DATA FOR THIS EXERCISE:
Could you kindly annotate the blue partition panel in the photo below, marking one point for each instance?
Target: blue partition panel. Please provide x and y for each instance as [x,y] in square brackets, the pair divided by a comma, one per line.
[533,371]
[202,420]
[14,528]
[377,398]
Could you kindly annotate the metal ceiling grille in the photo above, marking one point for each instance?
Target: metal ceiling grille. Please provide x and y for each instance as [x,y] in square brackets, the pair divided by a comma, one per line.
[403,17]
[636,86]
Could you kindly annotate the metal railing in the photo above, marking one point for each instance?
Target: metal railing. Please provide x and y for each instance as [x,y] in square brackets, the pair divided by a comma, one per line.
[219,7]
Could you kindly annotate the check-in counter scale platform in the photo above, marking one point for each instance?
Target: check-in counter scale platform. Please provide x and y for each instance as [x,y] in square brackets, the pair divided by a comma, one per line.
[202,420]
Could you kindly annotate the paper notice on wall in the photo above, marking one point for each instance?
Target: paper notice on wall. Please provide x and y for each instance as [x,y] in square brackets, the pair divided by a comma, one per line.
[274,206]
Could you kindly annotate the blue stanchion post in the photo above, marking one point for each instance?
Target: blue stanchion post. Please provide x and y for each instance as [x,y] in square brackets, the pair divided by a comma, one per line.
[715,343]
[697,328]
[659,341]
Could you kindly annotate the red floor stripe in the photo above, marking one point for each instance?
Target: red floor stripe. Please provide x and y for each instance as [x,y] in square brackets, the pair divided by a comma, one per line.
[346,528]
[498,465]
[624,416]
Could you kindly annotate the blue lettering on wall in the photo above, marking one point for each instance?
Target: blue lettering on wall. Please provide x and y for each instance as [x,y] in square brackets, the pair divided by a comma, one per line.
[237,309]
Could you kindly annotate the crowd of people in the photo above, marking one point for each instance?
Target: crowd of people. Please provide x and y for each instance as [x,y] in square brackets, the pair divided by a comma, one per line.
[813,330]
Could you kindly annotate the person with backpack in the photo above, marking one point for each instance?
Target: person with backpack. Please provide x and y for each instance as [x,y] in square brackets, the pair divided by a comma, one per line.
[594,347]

TASK INSTRUCTIONS: Nothing in the records may be left out; copy them all exactly.

RESPONSE TO THIS EXERCISE:
Could you kindly annotate the blue partition panel in the photo below, marking one point for each instance?
Target: blue partition panel. Please provide x and y for each instance as [x,y] in square brackets, the pair divided by a comma, one per line.
[533,371]
[202,420]
[14,528]
[377,398]
Could you kindly annotate the metal ceiling grille in the photo above, marking one point for each instance?
Target: metal ceiling grille. Please provide x and y for each instance as [x,y] in square brackets, the pair divided by a comma, one per line.
[403,17]
[636,86]
Could you kindly annotate the metal railing in the photo above, marking one point for each instance?
Target: metal railing. Please provide x and y for each instance as [x,y] in square brackets, the pair divided by a comma, one per line.
[219,7]
Could you kindly annotate the check-in counter scale platform in the photo above, marking one point for each instance?
Target: check-in counter scale platform. Please provide x and y for each instance as [x,y] in square brackets, the pair divided by a comma, one per line.
[202,420]
Could you kindly annotate the paper notice on wall in the photo above, marking one point for each instance?
Target: paper notice on wall. Please provide x and y for each instance as [x,y] in square brackets, the pair divided by a comma, one per line.
[274,206]
Could you kindly annotate the blue stanchion post in the photo above, marking one point for each instance?
Target: blue stanchion post. Please provide x and y for each instance as [x,y] in square brackets, the pair divided by a comma, one per line.
[715,343]
[697,328]
[659,341]
Could you kindly annotate the red floor stripe in the photo above, marking one point for each instance?
Target: red floor stripe. Please provide x and y for each instance as [x,y] in square brackets, the pair divided by a comma, one per line.
[346,528]
[498,465]
[624,416]
Could you kindly annotate the blue lettering on wall in the photo above, marking one point for each instance?
Target: blue lettering on wall. Please provide x and y for each instance as [x,y] in square brackets, the pair divided by a comma, one per line.
[237,309]
Could you kindly annotate the crowd of people in the photo above, marking one point for each instance?
Target: crowd of people. Please provide x and y for each instance as [x,y] in square brackets, the pair divided by a comma, one per line.
[813,330]
Could you kindly annotate the person with backpack in the photo above, marking one point for each instance?
Target: person with backpack. Please provide x and y for each instance as [x,y] in square brackets, the pair divided by a comma, one per line.
[594,347]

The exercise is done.